▶ PROMPT: Write the data out again in full, with no departure from the original.

begin DATA SUPPLIED

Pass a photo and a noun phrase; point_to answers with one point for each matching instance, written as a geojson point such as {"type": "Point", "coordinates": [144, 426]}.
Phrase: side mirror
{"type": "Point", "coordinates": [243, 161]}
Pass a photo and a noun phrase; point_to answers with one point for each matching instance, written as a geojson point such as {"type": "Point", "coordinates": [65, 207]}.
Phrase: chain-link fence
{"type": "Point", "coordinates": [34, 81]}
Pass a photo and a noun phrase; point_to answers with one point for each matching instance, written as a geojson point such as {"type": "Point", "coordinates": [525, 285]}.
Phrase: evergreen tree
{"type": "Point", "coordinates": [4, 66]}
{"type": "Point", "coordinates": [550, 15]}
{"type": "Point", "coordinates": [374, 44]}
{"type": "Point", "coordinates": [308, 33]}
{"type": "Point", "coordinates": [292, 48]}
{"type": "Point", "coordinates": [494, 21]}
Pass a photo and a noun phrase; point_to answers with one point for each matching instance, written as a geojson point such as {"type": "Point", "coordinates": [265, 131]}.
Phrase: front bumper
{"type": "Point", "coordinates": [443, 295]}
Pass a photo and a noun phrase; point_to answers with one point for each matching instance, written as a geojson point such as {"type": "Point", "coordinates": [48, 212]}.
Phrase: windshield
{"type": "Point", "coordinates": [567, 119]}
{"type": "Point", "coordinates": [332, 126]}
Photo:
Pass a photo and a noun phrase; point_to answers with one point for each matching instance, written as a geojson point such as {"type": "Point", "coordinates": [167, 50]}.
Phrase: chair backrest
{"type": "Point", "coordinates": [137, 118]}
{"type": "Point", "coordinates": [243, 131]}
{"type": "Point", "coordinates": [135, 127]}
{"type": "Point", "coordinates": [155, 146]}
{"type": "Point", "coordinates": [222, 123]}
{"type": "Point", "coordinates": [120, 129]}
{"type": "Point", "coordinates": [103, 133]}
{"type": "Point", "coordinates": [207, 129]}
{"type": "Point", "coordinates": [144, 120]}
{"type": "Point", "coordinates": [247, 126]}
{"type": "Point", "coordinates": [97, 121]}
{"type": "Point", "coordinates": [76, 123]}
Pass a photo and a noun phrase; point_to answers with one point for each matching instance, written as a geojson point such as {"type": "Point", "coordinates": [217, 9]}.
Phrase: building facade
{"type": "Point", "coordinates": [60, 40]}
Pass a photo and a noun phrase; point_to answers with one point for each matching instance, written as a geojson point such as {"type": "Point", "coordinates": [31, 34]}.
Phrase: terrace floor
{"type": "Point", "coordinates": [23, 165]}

end DATA SUPPLIED

▶ EXERCISE ANSWER:
Pass a photo and a noun phrase; point_to answers with one point for each matching instance, written as a geojson point such as {"type": "Point", "coordinates": [144, 426]}.
Phrase: side mirror
{"type": "Point", "coordinates": [243, 161]}
Pass a photo and a noun phrase; point_to answers with one point for each matching instance, written as a geojson point such as {"type": "Point", "coordinates": [65, 207]}.
Phrase: chain-link fence
{"type": "Point", "coordinates": [34, 81]}
Pass a photo and a noun phrase; point_to answers with one point for each matching instance, written as a geojson point such as {"type": "Point", "coordinates": [525, 285]}.
Phrase: evergreen tree
{"type": "Point", "coordinates": [4, 66]}
{"type": "Point", "coordinates": [550, 15]}
{"type": "Point", "coordinates": [374, 44]}
{"type": "Point", "coordinates": [308, 33]}
{"type": "Point", "coordinates": [292, 48]}
{"type": "Point", "coordinates": [494, 21]}
Pass a photo and a noun phrase; point_to answers with one point for each matching instance, written as a geojson point such as {"type": "Point", "coordinates": [265, 131]}.
Phrase: front bumper
{"type": "Point", "coordinates": [443, 295]}
Pass a photo and a noun phrase; point_to answers with one point for each matching instance, written as a geojson point such as {"type": "Point", "coordinates": [48, 212]}.
Phrase: windshield
{"type": "Point", "coordinates": [567, 119]}
{"type": "Point", "coordinates": [332, 126]}
Photo:
Pass a photo and a noun phrase; point_to answers with one point for each matching instance, written as a geojson point such as {"type": "Point", "coordinates": [167, 50]}.
Phrase: chair backrest
{"type": "Point", "coordinates": [137, 118]}
{"type": "Point", "coordinates": [243, 131]}
{"type": "Point", "coordinates": [135, 127]}
{"type": "Point", "coordinates": [155, 146]}
{"type": "Point", "coordinates": [222, 123]}
{"type": "Point", "coordinates": [120, 129]}
{"type": "Point", "coordinates": [103, 133]}
{"type": "Point", "coordinates": [207, 129]}
{"type": "Point", "coordinates": [144, 120]}
{"type": "Point", "coordinates": [247, 126]}
{"type": "Point", "coordinates": [97, 121]}
{"type": "Point", "coordinates": [76, 123]}
Pass a photo and a noun phrase; point_to answers with one point for each matching instance, written as a geojson point such as {"type": "Point", "coordinates": [217, 9]}.
Phrase: building facade
{"type": "Point", "coordinates": [60, 40]}
Pass a photo and a noun phrase; point_to answers with one point for each matching instance, written as a geojson point such as {"type": "Point", "coordinates": [31, 34]}.
Phrase: terrace floor
{"type": "Point", "coordinates": [23, 165]}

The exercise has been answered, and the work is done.